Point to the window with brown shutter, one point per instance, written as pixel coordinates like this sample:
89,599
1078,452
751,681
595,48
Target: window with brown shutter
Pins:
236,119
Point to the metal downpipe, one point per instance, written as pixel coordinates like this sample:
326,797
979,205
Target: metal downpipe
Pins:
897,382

★ ★ ★

What lines in the material above hold the string "window"? List them.

Point to the window with brown shutter, one point per instance, written as pixel coordinates like this sample:
Target: window with brown shutter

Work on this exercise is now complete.